### Set problem:
Copy, unchanged and in full, the part of the listing that opens with the line containing "287, row 387." and closes with the line containing "column 438, row 378", including both of those lines.

►

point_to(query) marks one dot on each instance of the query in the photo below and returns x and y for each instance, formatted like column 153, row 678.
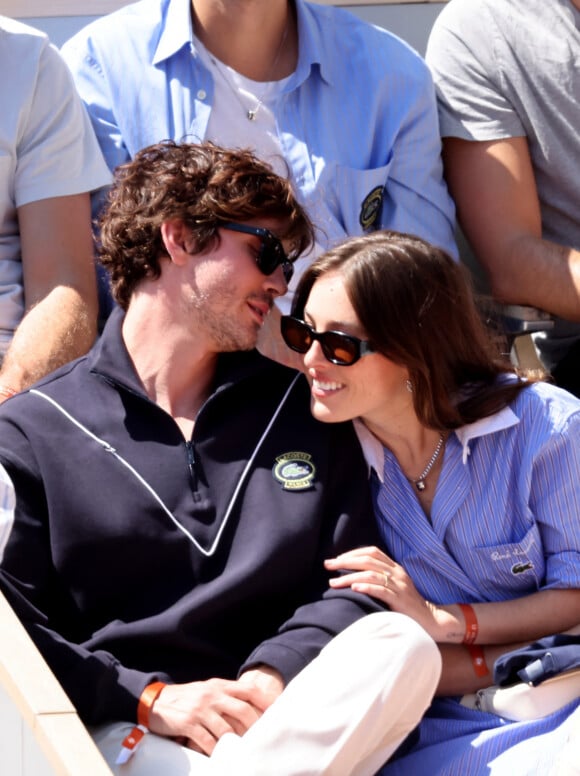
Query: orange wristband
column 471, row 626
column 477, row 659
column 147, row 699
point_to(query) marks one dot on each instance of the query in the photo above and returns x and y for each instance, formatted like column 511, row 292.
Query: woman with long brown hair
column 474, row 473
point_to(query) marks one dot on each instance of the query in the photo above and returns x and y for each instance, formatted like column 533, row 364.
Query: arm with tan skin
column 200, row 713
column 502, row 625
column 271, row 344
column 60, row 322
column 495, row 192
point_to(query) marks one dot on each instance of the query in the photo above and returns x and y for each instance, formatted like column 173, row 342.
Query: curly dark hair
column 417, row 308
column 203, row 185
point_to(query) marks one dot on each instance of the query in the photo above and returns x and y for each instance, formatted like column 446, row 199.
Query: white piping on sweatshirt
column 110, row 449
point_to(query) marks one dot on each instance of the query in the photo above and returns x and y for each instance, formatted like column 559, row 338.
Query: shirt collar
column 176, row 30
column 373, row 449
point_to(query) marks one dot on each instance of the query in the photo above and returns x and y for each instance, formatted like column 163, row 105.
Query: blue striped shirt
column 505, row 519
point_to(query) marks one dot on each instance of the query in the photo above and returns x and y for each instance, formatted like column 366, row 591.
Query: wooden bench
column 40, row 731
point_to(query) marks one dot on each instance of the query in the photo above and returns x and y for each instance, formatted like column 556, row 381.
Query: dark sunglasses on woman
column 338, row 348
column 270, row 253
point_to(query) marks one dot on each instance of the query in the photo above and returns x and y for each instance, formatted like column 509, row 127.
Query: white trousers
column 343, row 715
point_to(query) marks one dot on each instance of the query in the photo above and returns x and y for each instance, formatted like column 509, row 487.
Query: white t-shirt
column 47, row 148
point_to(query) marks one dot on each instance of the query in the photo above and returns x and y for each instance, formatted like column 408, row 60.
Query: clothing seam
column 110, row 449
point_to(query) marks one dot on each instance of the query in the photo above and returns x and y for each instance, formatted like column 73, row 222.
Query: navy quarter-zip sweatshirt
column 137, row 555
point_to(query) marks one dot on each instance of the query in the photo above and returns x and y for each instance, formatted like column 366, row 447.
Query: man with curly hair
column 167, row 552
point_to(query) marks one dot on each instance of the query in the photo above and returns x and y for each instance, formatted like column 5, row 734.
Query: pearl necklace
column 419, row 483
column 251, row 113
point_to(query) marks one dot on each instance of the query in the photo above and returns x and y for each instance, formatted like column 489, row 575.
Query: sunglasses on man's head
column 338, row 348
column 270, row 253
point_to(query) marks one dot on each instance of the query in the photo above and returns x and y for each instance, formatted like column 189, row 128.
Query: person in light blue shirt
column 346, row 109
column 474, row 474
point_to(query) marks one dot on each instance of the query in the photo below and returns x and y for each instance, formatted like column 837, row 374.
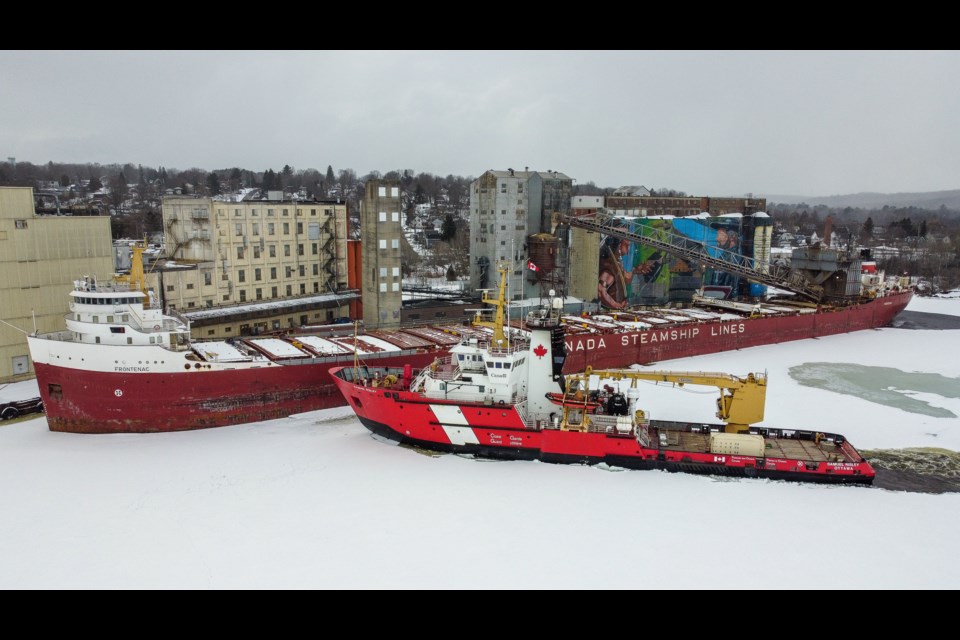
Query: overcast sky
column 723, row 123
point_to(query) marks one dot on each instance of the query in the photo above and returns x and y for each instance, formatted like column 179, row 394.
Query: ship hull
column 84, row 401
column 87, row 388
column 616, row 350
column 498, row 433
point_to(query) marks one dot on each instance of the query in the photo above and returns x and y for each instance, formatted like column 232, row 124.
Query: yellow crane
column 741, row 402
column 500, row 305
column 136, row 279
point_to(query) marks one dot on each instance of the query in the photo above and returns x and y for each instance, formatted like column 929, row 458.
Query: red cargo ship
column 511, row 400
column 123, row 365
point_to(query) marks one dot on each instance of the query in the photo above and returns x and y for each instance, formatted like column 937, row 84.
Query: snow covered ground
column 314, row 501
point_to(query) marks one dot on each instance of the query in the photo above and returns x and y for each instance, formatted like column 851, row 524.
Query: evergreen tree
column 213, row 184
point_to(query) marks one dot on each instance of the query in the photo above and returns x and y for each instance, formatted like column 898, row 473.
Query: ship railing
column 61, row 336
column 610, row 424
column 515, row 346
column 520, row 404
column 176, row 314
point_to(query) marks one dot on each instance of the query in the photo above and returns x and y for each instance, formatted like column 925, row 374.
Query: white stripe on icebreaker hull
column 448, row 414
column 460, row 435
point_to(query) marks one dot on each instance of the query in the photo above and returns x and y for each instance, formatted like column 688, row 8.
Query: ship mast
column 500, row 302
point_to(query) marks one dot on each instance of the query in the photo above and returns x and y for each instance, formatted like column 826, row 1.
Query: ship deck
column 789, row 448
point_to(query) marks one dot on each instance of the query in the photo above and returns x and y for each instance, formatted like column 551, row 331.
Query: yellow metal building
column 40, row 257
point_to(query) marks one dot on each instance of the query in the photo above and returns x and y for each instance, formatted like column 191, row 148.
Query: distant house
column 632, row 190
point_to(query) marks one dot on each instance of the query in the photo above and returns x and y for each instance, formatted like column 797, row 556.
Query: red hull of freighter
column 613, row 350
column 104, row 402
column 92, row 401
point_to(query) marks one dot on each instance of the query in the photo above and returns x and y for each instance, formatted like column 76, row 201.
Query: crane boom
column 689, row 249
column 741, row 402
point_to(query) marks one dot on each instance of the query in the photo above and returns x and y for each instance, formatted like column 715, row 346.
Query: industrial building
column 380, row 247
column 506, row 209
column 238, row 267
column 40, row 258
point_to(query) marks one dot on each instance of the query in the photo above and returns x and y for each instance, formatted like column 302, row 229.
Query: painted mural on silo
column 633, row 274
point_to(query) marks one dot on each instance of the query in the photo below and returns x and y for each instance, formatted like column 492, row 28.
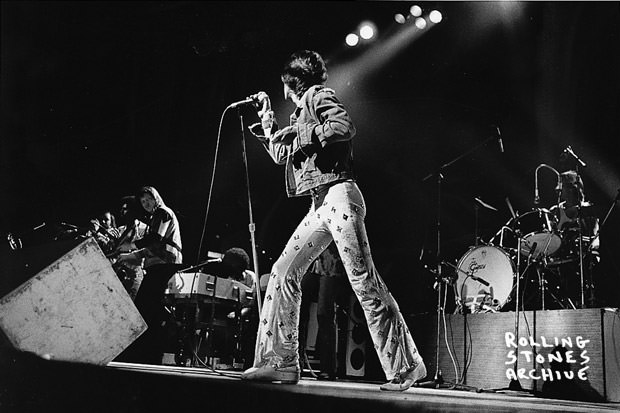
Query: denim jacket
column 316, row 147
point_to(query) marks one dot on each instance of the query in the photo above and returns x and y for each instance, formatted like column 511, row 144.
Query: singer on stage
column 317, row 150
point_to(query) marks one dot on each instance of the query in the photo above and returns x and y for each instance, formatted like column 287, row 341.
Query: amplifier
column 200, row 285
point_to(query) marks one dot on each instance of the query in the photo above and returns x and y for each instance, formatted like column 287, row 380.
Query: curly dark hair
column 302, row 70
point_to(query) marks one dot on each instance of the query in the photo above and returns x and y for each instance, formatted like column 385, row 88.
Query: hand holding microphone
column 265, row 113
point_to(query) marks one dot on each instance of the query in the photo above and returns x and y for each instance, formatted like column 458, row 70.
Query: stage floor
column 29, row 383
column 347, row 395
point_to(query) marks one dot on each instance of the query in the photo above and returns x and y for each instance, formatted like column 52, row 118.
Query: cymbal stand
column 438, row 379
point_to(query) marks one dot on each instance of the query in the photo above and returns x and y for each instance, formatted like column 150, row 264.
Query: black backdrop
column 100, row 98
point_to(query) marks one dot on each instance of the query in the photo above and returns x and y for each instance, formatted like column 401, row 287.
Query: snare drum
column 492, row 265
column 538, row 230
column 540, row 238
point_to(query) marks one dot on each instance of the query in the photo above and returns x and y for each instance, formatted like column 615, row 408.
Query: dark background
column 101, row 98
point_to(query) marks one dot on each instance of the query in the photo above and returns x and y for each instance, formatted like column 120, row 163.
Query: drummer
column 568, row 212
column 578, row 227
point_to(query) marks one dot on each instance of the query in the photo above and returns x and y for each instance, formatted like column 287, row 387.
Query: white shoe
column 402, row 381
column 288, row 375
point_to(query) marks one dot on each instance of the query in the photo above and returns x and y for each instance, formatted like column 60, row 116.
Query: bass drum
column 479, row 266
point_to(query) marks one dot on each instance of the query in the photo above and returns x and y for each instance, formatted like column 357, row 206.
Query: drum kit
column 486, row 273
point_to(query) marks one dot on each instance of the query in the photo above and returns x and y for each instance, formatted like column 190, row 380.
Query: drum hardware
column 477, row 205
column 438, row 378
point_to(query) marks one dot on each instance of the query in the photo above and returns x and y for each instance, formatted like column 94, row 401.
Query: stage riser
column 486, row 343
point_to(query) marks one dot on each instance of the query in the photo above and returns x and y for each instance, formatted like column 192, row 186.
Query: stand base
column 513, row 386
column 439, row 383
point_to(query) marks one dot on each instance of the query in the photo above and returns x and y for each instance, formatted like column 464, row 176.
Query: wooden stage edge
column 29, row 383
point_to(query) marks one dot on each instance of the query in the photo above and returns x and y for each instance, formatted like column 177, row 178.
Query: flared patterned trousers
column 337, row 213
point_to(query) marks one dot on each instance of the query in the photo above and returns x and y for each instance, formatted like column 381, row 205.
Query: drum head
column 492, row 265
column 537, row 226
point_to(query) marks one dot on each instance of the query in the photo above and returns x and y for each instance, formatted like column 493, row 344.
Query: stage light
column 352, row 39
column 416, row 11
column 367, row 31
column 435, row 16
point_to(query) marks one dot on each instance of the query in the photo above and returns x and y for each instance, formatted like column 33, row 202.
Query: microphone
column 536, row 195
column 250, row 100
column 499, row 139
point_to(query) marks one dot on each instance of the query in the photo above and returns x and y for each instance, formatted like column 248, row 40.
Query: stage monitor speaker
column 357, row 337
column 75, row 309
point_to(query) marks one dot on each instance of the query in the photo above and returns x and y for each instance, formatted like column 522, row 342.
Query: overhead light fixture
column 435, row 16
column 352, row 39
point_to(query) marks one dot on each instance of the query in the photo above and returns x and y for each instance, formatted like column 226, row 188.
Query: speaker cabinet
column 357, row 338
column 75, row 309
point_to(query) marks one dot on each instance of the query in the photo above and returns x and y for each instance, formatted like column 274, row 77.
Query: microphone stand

◄

### Reply to the exercise:
point_to(query) marks one dot on each instance of the query in the photo above and returns x and y for each instance, formatted like column 287, row 387.
Query: white shoe
column 402, row 381
column 288, row 375
point_to(query) marks one dot on each instance of the query in the photo above and returns x and y for each instance, formatted like column 60, row 116.
Query: bass drum
column 479, row 266
point_to(query) marks one dot on each instance of the query in the photo above and returns x and y for each instance, formatted like column 357, row 206.
Query: drum kit
column 486, row 273
point_to(query) marks one dot on each instance of the query in the photo above and returns x and y for each instance, formatted like column 190, row 380.
Query: drum hardware
column 477, row 205
column 438, row 378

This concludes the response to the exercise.